(Stored records)
╭──

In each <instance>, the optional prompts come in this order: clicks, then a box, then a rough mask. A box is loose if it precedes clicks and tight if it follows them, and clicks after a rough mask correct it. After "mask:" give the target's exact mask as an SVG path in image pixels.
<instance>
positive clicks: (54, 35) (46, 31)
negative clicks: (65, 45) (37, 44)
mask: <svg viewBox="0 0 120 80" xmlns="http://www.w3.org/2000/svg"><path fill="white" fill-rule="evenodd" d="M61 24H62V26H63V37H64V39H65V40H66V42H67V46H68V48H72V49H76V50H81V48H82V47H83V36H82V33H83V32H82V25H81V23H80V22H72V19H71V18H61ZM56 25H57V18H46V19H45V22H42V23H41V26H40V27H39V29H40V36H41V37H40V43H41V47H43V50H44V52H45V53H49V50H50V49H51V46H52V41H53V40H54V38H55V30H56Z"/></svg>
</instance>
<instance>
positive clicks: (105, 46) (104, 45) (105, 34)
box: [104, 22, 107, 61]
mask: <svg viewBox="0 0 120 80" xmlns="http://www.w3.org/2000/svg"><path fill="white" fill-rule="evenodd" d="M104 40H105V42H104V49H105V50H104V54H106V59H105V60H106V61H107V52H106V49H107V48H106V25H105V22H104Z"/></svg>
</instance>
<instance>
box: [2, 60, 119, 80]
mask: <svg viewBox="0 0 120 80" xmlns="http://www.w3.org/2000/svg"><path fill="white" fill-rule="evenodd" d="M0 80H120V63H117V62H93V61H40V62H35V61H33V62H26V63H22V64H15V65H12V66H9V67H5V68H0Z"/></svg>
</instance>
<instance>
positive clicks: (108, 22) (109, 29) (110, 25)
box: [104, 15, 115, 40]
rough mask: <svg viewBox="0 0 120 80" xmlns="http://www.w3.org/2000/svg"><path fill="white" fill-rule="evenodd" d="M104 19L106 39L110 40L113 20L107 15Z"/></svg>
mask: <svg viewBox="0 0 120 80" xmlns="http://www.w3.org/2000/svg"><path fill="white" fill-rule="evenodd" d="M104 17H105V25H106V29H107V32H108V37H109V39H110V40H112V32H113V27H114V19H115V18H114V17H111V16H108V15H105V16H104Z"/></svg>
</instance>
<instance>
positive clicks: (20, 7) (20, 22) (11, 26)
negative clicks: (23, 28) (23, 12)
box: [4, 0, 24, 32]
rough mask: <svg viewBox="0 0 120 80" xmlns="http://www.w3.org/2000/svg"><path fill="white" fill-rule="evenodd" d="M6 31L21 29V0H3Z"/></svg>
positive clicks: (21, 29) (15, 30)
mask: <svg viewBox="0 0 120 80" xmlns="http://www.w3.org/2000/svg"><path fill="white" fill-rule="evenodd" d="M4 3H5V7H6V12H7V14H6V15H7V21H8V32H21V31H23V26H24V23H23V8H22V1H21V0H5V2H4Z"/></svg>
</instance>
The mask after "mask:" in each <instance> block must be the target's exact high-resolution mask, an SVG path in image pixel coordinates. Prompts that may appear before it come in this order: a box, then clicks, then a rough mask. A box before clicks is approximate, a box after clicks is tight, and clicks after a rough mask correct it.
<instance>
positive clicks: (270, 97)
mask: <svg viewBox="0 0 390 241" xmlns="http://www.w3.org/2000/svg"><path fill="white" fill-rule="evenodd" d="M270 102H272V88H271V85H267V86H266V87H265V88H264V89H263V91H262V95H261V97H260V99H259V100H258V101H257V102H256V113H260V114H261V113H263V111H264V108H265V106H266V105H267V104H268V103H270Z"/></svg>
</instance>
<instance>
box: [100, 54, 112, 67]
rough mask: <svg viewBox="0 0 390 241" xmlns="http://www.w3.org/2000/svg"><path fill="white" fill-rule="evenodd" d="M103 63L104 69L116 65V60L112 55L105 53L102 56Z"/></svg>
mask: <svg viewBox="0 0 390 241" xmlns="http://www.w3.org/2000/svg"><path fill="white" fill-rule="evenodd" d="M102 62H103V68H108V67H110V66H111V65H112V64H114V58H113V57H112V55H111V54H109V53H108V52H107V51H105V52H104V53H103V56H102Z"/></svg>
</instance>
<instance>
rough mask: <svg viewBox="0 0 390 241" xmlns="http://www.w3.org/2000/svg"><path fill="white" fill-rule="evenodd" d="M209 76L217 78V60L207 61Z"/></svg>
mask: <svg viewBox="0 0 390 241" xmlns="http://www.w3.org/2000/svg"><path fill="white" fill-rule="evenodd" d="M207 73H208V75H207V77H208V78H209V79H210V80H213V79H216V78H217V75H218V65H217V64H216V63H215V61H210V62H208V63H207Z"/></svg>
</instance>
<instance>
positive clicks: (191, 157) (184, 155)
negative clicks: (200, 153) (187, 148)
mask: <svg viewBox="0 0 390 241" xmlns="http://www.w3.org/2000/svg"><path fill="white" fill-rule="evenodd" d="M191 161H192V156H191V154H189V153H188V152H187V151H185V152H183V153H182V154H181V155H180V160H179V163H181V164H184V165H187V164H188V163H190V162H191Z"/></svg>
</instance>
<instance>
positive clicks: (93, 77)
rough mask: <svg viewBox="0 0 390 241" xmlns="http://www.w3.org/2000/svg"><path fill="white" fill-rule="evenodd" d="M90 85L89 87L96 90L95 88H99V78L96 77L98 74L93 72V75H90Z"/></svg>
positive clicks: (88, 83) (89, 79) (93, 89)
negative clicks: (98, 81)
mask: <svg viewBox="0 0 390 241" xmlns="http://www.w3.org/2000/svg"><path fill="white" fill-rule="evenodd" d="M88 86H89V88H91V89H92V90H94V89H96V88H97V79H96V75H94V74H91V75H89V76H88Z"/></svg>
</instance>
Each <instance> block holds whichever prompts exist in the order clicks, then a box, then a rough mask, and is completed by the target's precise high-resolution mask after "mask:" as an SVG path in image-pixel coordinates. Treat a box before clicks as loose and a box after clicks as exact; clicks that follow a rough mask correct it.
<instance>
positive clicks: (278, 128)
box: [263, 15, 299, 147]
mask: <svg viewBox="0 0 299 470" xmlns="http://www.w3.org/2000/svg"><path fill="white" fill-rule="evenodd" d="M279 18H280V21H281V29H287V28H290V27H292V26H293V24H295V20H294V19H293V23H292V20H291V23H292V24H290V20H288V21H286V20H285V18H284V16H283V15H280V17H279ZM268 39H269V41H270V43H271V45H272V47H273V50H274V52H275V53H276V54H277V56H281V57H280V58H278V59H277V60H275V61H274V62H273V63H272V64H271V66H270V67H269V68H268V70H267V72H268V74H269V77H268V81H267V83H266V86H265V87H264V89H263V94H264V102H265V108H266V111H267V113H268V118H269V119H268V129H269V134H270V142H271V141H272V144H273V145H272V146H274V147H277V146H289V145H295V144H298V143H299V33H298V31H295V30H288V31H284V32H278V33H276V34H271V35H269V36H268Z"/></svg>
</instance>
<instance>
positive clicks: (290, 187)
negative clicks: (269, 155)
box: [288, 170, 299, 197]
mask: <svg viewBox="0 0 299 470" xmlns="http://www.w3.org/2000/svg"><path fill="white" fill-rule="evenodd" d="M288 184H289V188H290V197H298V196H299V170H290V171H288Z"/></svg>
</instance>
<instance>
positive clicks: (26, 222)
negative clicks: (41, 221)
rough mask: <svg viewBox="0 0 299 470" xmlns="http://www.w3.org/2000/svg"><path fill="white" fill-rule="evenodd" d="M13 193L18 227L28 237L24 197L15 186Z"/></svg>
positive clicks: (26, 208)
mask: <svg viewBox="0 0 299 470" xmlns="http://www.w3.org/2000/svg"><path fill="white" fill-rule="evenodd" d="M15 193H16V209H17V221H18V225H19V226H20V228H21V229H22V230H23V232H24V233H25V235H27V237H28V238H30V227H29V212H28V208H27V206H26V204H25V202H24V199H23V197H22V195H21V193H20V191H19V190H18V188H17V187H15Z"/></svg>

╰──

Send back the lines of the records word for word, from the very first through the line containing "positive clicks: (105, 46)".

In each <instance>, the optional prompts come in this order: clicks, then a box, then a rough mask. A box is loose if it precedes clicks and tight if it follows them, and clicks after a rough mask correct it. After "mask:" give the target's exact mask as an SVG path in image pixels.
<instance>
positive clicks: (54, 35) (46, 31)
negative clicks: (65, 45) (37, 44)
mask: <svg viewBox="0 0 120 80" xmlns="http://www.w3.org/2000/svg"><path fill="white" fill-rule="evenodd" d="M61 24H62V26H63V37H64V39H65V40H66V42H67V46H68V48H72V49H76V50H81V48H82V47H83V36H82V33H83V32H82V25H81V23H80V22H72V19H71V18H61ZM56 25H57V18H46V19H45V22H42V23H41V26H40V27H39V29H40V36H41V37H40V43H41V47H43V50H44V52H45V53H49V50H50V49H51V46H52V41H53V40H54V38H55V30H56Z"/></svg>
</instance>
<instance>
positive clicks: (105, 46) (104, 45) (105, 34)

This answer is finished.